### Task
For this exercise, copy each line of the records that contains the word "mountain".

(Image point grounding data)
Start of Block

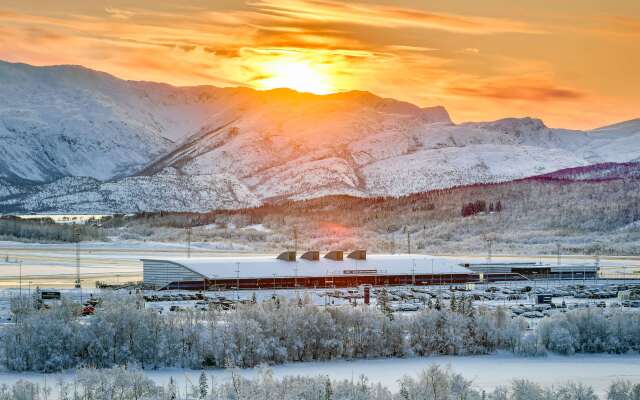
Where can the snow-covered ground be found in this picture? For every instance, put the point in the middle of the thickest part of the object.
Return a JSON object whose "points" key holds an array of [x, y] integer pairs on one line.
{"points": [[486, 372]]}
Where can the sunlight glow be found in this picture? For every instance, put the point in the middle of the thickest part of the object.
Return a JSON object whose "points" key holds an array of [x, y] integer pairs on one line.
{"points": [[302, 76]]}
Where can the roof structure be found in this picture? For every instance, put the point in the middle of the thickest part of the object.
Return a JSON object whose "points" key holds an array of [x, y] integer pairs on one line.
{"points": [[269, 266]]}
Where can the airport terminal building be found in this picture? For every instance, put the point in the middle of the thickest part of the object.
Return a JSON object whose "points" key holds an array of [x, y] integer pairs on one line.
{"points": [[310, 270], [530, 270]]}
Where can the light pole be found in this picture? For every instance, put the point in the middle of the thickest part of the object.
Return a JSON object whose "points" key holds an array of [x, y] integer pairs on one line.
{"points": [[20, 279]]}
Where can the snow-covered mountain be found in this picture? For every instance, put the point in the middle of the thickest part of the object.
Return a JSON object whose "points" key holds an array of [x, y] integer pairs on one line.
{"points": [[73, 139]]}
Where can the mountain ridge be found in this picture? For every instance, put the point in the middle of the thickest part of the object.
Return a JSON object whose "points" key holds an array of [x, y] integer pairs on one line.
{"points": [[238, 147]]}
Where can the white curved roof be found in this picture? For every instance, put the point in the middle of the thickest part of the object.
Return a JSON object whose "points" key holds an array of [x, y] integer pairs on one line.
{"points": [[270, 266]]}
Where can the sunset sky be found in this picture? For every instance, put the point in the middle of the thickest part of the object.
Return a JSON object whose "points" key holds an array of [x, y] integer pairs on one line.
{"points": [[573, 63]]}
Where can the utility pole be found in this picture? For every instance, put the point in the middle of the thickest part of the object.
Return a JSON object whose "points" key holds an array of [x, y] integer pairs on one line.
{"points": [[20, 273], [76, 239], [295, 239], [189, 240], [413, 273], [393, 243], [237, 282]]}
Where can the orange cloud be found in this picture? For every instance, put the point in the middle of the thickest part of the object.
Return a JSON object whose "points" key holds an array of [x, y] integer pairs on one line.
{"points": [[400, 51], [518, 89], [389, 17]]}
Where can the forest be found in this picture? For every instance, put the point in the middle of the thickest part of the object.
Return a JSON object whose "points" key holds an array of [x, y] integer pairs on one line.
{"points": [[529, 216]]}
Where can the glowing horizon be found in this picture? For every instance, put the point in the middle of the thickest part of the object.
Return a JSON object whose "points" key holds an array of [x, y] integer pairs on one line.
{"points": [[573, 64]]}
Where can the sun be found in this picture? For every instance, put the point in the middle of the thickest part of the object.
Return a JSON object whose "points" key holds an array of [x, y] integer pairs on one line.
{"points": [[302, 76]]}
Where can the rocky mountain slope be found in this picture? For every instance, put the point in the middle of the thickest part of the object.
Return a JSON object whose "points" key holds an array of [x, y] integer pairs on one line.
{"points": [[74, 139]]}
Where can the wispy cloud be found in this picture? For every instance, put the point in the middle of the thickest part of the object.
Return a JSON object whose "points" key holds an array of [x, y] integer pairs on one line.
{"points": [[388, 16], [517, 88], [480, 67]]}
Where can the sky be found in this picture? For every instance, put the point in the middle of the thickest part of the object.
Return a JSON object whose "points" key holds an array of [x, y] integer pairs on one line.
{"points": [[572, 63]]}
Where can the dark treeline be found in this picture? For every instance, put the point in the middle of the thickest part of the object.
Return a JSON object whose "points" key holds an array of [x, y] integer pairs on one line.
{"points": [[588, 217], [45, 229]]}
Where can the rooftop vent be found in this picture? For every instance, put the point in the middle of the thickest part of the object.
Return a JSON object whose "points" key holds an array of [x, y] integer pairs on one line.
{"points": [[311, 255], [358, 255], [287, 256], [335, 255]]}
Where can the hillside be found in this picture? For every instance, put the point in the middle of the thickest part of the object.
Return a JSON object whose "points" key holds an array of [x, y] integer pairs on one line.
{"points": [[77, 140]]}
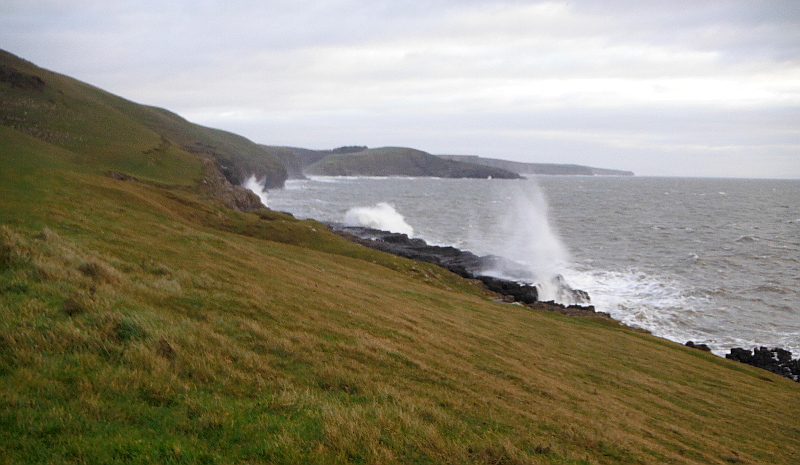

End of Block

### Reply
Where can the snow-covered mountain be found in this picture? For every instance, put the point in the middle of the thickest part of the object.
Where can the mountain ridge be found in this picture? For every instance, put the point in the middle of the thickest part of the object.
Where can the rocky mountain slope be found in this picture? For every instance, put the point in the middle of the thickest part of the object.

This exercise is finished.